== Exercise requirements ==
Identify the line in which "For the evaluation set, tag every instance of the hardwood" appears, then reproduce that line and all remaining lines of the records word for word.

== Input data ==
******
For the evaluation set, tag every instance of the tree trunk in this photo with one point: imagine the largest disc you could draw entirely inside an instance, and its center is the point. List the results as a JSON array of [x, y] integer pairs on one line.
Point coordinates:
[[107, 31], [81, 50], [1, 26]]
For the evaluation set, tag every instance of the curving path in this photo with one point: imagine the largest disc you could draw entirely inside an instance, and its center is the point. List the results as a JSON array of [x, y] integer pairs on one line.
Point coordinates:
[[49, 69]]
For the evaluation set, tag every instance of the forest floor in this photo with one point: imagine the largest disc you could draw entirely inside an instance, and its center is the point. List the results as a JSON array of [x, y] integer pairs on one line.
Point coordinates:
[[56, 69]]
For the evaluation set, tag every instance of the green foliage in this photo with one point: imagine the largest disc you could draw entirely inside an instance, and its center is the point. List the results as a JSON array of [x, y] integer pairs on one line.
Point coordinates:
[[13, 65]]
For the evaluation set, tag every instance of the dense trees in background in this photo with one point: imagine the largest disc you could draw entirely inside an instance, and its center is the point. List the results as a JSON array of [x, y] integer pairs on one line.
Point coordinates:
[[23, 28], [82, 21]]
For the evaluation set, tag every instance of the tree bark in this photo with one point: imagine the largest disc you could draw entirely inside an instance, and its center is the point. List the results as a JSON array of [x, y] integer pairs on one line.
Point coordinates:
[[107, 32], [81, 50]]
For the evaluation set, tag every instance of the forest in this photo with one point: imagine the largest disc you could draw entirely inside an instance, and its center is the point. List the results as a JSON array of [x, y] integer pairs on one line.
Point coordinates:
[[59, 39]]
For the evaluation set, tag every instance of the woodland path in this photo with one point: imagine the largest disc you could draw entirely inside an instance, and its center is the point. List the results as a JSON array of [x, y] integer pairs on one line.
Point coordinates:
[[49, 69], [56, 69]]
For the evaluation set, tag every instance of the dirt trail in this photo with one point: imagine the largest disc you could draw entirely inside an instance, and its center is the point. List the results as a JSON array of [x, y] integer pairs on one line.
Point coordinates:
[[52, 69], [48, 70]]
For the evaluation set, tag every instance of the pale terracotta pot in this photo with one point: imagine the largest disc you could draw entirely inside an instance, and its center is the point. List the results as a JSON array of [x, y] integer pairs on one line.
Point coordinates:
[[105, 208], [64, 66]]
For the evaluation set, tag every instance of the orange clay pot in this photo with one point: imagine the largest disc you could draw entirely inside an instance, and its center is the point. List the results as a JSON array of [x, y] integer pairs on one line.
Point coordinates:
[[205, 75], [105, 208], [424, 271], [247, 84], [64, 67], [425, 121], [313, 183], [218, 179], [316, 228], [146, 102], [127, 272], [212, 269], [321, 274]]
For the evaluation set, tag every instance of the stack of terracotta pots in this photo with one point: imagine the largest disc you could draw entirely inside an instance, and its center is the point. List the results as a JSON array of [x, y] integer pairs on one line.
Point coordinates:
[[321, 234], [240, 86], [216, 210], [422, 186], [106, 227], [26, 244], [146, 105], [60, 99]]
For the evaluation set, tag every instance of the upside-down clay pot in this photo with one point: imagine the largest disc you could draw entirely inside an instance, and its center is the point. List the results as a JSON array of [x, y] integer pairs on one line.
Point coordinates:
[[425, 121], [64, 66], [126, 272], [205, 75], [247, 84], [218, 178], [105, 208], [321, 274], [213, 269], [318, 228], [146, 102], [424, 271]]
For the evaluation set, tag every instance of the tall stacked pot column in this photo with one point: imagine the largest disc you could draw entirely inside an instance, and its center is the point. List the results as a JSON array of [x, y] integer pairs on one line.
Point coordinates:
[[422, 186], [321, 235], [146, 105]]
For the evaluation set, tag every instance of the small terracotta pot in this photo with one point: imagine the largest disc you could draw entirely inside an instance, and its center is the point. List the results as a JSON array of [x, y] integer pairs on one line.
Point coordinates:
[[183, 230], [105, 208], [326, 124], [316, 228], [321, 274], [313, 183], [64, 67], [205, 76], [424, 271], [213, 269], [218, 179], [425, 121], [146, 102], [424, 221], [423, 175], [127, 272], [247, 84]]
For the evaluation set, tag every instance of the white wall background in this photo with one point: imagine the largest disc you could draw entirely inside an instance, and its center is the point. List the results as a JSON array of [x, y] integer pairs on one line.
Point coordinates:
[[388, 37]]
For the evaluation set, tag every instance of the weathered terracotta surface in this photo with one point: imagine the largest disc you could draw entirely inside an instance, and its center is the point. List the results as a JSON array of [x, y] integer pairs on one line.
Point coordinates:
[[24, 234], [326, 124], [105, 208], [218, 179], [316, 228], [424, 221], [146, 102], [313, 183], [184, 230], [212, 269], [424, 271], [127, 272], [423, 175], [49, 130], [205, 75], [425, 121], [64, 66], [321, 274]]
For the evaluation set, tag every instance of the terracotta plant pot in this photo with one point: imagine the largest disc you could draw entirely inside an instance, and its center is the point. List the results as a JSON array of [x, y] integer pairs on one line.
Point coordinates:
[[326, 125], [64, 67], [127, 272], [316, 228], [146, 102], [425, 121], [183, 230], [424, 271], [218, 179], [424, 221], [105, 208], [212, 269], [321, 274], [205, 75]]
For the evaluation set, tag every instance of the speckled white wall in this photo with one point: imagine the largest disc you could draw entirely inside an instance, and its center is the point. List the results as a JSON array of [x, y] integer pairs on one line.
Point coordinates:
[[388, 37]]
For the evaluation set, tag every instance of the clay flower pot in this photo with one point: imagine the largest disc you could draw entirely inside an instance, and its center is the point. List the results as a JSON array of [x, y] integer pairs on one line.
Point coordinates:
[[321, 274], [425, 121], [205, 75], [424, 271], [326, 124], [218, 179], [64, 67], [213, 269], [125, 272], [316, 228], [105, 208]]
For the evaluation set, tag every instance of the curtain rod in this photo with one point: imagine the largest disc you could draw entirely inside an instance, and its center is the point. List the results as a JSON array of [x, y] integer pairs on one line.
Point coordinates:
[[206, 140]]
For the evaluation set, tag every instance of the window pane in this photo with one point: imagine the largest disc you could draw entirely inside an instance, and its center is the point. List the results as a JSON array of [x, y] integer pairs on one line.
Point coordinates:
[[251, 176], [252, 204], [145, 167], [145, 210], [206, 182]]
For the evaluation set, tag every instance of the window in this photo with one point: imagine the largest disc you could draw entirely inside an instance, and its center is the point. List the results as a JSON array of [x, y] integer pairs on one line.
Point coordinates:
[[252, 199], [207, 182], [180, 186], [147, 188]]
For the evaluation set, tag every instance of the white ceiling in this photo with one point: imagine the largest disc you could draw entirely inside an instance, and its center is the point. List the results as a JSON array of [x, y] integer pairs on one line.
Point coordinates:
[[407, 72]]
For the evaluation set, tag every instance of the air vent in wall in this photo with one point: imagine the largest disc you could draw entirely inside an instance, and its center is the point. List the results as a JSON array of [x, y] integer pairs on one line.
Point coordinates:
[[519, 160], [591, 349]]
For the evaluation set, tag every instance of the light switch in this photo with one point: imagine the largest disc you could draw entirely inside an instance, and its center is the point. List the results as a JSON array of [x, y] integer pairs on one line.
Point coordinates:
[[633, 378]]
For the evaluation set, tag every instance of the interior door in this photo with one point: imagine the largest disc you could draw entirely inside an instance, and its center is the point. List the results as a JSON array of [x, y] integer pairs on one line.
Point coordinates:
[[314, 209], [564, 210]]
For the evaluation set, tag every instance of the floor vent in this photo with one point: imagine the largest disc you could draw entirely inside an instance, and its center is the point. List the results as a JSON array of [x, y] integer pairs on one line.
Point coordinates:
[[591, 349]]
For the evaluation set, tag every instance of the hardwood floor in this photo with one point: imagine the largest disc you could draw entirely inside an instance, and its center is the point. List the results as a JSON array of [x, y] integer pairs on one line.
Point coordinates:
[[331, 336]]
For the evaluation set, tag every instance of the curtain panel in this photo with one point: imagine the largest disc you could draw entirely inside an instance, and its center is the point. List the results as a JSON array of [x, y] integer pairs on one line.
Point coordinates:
******
== Problem solution ==
For the evaluation set, tag every instance of the hardwood floor in this photo with one point: imagine the largest disc you could draw entirely inside an instance, and its center is the point. List the results as a JSON array of [x, y] integer pairs on one line.
Point coordinates:
[[331, 336]]
For the evaluation set, tag every instance of the curtain panel in this photo with one point: imagine the largest disc you could draw entirely inside an instance, and its center is the point. List the results as a JSON array of [x, y] integer pairs on one line.
Point coordinates:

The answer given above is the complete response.